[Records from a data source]

↓

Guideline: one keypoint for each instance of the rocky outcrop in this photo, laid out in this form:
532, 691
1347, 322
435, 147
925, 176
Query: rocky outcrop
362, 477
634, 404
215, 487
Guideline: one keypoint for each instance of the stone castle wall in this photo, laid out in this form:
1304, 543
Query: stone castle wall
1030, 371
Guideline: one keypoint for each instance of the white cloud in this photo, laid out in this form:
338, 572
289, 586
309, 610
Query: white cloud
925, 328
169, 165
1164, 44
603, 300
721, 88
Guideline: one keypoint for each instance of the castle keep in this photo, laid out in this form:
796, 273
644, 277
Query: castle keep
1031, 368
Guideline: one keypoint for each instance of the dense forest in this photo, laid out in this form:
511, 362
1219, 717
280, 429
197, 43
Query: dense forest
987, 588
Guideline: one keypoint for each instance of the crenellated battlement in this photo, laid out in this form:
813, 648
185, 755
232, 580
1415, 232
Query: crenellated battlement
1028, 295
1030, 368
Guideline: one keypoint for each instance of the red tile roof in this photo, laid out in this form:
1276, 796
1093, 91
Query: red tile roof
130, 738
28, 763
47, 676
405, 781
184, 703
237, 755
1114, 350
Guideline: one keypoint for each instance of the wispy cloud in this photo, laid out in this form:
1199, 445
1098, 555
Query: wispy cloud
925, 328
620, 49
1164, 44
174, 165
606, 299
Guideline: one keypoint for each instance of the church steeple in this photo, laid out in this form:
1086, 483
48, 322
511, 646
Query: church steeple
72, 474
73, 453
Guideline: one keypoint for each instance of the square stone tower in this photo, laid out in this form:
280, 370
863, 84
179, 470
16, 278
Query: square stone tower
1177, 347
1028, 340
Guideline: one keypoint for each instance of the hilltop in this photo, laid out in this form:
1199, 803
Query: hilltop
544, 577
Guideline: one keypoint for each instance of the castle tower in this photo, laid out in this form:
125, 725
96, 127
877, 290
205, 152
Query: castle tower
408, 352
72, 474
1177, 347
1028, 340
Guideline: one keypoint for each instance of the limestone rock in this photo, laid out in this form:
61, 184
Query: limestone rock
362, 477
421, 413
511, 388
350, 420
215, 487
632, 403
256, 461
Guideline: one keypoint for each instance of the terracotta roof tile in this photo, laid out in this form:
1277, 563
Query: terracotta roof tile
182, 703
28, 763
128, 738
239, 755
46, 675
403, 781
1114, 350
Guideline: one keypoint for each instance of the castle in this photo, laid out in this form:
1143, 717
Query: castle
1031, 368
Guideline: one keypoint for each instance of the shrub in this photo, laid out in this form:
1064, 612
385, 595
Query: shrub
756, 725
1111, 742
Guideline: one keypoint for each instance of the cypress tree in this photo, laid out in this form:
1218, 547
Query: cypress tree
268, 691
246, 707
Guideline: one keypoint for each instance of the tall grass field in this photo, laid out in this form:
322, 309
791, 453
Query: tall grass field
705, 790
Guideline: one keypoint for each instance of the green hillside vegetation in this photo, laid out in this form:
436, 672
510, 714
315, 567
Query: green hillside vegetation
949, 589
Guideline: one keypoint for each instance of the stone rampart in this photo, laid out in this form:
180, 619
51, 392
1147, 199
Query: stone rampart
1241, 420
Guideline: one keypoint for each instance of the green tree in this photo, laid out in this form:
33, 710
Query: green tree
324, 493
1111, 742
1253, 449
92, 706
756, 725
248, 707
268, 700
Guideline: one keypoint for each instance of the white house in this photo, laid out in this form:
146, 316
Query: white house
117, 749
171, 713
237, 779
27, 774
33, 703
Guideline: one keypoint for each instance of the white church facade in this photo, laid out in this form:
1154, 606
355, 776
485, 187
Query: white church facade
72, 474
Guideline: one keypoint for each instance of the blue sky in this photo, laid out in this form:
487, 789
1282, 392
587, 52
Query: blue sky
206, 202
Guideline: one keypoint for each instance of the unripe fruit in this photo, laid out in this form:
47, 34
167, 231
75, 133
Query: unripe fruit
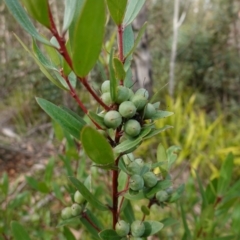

↑

Action item: Determine, please, how many lines hold "unripe" in the records, and give that number by itself.

The completed task: 2